■ **Assigned task**
Would you please copy exactly the line with "Spot the dirt bank, then" and all lines that follow it in the data below, through the last one?

■ **Stored data**
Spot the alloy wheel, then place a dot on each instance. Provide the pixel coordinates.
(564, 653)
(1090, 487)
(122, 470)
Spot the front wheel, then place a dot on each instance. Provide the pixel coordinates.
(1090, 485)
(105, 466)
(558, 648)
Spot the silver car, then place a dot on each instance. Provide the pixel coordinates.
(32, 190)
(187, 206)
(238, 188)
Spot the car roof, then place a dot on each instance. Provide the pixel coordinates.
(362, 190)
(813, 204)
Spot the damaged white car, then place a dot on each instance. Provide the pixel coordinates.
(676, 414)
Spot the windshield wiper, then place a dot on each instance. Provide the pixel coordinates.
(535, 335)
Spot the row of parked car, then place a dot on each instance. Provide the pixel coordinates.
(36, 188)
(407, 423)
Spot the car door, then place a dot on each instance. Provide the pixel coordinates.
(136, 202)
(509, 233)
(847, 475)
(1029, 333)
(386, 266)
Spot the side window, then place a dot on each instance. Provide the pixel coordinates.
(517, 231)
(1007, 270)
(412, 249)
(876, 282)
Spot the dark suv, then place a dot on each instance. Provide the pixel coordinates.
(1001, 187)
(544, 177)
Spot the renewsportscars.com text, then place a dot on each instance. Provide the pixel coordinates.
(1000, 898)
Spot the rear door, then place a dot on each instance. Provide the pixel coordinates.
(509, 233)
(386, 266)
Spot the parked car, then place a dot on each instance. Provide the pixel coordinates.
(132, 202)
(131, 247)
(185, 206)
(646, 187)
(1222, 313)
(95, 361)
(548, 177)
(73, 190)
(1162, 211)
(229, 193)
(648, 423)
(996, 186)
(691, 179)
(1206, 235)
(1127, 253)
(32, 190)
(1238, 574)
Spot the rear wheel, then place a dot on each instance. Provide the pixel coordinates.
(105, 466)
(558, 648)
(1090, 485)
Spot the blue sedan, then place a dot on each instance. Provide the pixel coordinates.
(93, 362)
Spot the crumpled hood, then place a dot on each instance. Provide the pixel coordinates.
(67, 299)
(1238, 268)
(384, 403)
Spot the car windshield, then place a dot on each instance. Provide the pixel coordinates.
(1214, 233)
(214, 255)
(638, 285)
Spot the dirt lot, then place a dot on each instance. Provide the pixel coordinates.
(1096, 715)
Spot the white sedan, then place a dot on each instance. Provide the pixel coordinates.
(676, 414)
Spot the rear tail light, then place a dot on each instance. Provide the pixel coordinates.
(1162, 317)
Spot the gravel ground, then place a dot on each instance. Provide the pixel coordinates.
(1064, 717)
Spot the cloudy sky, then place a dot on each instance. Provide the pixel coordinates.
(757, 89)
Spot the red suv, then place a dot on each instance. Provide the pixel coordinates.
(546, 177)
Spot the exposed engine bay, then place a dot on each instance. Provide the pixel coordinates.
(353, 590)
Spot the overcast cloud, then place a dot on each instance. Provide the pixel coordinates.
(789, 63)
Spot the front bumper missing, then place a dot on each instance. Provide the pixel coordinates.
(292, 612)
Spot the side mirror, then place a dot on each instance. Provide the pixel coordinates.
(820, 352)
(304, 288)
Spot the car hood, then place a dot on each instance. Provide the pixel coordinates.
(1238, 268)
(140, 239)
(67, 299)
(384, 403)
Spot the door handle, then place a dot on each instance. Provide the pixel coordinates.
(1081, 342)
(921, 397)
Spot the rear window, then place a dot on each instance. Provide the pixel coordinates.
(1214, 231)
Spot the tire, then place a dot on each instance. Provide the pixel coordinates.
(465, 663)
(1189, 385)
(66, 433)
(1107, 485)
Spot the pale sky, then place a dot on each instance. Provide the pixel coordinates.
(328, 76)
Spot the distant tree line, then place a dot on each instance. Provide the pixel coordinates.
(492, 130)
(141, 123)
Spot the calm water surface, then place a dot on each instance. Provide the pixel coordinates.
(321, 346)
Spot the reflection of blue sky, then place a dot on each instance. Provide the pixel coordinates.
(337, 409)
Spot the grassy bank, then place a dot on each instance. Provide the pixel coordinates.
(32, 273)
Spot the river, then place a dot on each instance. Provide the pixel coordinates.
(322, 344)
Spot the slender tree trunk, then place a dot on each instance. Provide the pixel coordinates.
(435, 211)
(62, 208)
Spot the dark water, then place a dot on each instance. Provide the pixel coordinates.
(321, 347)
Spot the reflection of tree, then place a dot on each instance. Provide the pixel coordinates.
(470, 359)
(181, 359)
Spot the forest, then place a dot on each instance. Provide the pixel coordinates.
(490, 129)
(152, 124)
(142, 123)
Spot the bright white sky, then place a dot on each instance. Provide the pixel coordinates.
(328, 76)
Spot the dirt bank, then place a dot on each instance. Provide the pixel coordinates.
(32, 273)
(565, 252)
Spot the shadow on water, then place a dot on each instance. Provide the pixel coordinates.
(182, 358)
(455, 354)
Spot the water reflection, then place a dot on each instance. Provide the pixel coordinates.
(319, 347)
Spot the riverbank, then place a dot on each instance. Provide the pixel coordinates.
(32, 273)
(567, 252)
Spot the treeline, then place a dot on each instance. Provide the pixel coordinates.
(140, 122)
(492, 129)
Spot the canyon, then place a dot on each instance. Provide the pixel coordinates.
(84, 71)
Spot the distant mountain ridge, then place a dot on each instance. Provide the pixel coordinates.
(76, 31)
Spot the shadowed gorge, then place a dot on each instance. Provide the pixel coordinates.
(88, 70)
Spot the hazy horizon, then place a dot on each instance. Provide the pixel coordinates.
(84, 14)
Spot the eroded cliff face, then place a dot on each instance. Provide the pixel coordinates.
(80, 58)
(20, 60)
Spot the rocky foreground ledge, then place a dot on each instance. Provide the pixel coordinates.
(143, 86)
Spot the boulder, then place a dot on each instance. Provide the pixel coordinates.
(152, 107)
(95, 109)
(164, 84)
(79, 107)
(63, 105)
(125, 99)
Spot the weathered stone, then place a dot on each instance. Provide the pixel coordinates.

■ **Response below**
Spot the dirt bank, then place a dot on each instance. Provide the pixel coordinates.
(32, 273)
(565, 252)
Spot the shadow on water, then place a dot on each instance. Provide the pixel coordinates.
(182, 358)
(455, 354)
Spot the water reflection, then place a dot on each instance. Provide the pixel coordinates.
(319, 347)
Spot the riverbank, then place a dot on each instance. Provide the pixel coordinates.
(32, 273)
(567, 252)
Spot the treeline, then place a dot on each instance. Provide the pixel coordinates.
(140, 122)
(492, 129)
Spot the canyon, then place a dot on each instance. Provide the pixel coordinates.
(84, 71)
Spot the distant mountain ridge, then place a dot on each instance. Provide the pixel coordinates.
(76, 31)
Spot the shadowed gorge, then place a dot on each instance. Provide the pixel coordinates.
(88, 70)
Spot the hazy horizon, then place a dot on each instance. Provide the pixel coordinates.
(84, 14)
Spot the eroded cliff face, then place a dot on each instance. Provide the pixel coordinates.
(80, 58)
(20, 60)
Spot the rocky foreground ledge, then place a dot on each instance. Provide the pixel coordinates.
(143, 86)
Spot the boulder, then place a dot on each instance. Provide the pixel coordinates.
(152, 107)
(95, 109)
(164, 84)
(79, 107)
(63, 105)
(125, 99)
Spot the weathered stone, then place a dot on each instance. Provide the pixel coordinates.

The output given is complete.